REQUIRED ACTION
To complete the exercise, repeat every record exactly as it stands.

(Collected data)

((

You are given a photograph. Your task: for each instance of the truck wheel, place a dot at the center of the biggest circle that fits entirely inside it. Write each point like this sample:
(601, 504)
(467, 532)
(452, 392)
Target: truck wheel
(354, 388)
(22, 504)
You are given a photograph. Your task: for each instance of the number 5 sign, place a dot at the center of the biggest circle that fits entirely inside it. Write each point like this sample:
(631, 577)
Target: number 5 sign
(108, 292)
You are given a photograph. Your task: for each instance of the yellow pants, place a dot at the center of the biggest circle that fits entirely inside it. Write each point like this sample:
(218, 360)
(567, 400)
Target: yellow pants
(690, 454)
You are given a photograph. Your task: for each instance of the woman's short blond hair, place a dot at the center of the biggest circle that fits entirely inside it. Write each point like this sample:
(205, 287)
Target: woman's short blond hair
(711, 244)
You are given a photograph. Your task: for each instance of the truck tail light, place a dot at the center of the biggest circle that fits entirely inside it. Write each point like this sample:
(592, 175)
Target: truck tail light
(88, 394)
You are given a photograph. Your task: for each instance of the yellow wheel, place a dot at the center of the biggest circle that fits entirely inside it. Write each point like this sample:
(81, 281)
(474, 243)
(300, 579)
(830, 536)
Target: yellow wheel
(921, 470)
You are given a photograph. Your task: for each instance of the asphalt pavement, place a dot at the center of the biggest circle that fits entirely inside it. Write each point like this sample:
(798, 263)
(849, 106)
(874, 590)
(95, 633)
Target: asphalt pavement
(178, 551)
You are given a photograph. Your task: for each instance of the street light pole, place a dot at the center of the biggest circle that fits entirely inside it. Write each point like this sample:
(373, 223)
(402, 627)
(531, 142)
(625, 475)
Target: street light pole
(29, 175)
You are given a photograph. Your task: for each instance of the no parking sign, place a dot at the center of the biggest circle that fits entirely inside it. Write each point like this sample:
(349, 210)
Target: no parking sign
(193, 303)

))

RESPONSE AREA
You are given a photograph. Your task: for each instance of the truck wheel, place a dot at the center of the biggest circle that fits entirely inside it. Write each point like this sample:
(601, 504)
(467, 532)
(452, 392)
Target: truck wheel
(354, 388)
(22, 504)
You are given a photograph. Your task: for each instance of the number 5 sign, place a dot at the center of the biggest circle that fits entirely inside it. Write each point like this sample:
(631, 577)
Target: number 5 sign
(108, 292)
You are given a photograph. Your task: for each instance of the yellow pants, place a dot at the center of the biggest circle that fits entirely inside it. Write each point like this sample:
(218, 360)
(567, 400)
Target: yellow pants
(690, 454)
You are given a photograph. Your task: for each instance of the woman's short blond hair, place a dot at the center of the biggest circle that fits entirely inside it. Write each point like this sample:
(205, 287)
Target: woman's short blond hair
(711, 244)
You are given a photograph. Your task: for each instance of the truck tail light, place a dot at the center of the biggest circle that fits entirely inside it. Write each point like this sample:
(592, 175)
Target: truck tail light
(88, 394)
You are given a photograph. Your task: for each instance of the yellow wheel, place a dot at the center of the biggest circle that fits entirely inside it. Write each point like this sample:
(81, 281)
(474, 243)
(300, 579)
(830, 536)
Target: yellow wheel
(921, 470)
You are given a photograph. Your task: for each instance of the asphalt pavement, place a dot at the center of the biggest circle that fits entirely inside it. Write each point like this sample:
(798, 263)
(849, 106)
(874, 590)
(95, 633)
Target: asphalt pavement
(178, 551)
You are given a photograph. Your task: for each instance of the street light pole, place a dot at the center of the biggest circle that fits entirely inside it. Write each point like this sample:
(373, 223)
(402, 627)
(531, 142)
(625, 475)
Target: street light pole
(29, 175)
You are given a photograph. Your task: for each instance of the no parking sign, place a dot at the center of the biggest circle that fits entirely inside it. Write each point like this sample:
(349, 210)
Target: no parking sign
(193, 303)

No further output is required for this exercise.